## [TASK DATA]
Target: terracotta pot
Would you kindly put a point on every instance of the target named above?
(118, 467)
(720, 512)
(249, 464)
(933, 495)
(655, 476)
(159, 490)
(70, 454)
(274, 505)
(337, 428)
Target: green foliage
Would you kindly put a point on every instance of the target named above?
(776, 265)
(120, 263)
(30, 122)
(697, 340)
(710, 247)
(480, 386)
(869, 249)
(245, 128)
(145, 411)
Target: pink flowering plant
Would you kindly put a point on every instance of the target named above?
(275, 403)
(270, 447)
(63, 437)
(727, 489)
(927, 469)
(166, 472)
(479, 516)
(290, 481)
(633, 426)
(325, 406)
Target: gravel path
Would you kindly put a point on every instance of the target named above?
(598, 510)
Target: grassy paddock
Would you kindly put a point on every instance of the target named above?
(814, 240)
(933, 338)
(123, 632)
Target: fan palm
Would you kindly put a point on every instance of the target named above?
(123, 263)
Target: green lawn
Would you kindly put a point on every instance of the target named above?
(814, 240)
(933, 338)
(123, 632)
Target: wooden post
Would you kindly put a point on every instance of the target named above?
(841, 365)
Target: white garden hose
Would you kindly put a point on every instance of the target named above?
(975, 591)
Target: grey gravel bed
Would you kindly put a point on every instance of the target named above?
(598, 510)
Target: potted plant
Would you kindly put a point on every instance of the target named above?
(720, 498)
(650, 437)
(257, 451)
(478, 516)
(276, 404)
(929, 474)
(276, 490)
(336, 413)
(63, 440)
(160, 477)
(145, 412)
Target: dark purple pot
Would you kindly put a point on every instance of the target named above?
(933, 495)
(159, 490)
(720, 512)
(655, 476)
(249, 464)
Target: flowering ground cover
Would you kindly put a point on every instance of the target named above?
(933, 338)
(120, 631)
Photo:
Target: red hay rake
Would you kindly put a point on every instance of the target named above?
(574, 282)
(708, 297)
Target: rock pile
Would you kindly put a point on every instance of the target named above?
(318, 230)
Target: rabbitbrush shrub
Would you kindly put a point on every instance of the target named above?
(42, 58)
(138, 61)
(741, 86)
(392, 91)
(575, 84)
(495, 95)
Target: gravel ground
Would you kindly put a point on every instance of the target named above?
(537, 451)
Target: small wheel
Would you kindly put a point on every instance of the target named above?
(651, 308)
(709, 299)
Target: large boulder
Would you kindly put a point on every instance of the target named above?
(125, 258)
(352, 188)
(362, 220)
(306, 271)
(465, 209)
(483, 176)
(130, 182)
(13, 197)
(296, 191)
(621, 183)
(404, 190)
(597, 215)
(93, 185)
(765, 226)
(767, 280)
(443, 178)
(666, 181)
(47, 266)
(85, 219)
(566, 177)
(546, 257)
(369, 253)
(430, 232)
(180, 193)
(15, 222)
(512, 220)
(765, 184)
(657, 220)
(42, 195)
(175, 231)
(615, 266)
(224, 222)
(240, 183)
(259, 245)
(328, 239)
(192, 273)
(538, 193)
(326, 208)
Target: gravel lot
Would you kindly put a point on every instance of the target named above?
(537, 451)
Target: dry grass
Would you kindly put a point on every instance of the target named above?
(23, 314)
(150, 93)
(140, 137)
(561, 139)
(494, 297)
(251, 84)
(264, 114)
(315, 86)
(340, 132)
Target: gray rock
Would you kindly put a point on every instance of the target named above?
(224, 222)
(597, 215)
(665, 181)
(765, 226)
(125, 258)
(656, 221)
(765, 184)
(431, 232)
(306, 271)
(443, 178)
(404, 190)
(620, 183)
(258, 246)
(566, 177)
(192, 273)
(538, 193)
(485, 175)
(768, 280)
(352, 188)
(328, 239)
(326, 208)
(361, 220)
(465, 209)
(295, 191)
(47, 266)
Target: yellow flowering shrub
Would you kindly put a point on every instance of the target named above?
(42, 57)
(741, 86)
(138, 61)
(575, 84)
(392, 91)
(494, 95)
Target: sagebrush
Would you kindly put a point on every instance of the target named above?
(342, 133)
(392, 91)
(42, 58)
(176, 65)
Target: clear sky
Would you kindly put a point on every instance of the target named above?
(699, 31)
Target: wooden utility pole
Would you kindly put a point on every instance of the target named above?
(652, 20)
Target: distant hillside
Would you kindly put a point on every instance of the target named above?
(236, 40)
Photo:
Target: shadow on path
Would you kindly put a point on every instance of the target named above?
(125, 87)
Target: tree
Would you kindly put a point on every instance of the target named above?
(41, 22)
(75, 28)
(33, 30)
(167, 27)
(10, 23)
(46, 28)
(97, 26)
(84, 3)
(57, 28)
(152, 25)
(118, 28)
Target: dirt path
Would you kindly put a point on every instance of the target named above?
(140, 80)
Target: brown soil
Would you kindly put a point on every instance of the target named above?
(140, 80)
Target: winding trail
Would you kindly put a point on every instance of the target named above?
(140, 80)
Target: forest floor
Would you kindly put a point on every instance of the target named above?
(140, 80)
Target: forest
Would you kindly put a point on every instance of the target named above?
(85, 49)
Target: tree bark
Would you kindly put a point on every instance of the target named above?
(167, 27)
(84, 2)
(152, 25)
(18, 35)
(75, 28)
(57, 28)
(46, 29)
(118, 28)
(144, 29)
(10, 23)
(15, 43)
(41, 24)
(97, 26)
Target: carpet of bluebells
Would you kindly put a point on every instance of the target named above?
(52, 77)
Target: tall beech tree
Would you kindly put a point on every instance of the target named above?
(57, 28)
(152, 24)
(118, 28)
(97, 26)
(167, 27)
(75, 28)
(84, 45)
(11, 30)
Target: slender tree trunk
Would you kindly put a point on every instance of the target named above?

## [YOUR TASK]
Begin with the line that contains "Target: slender tree trunk" and set down each line exactly until the records above end, including the final line.

## [SOLUTION BELOW]
Target: slender tree trunk
Would you kindly put a point on every instance of the target named above?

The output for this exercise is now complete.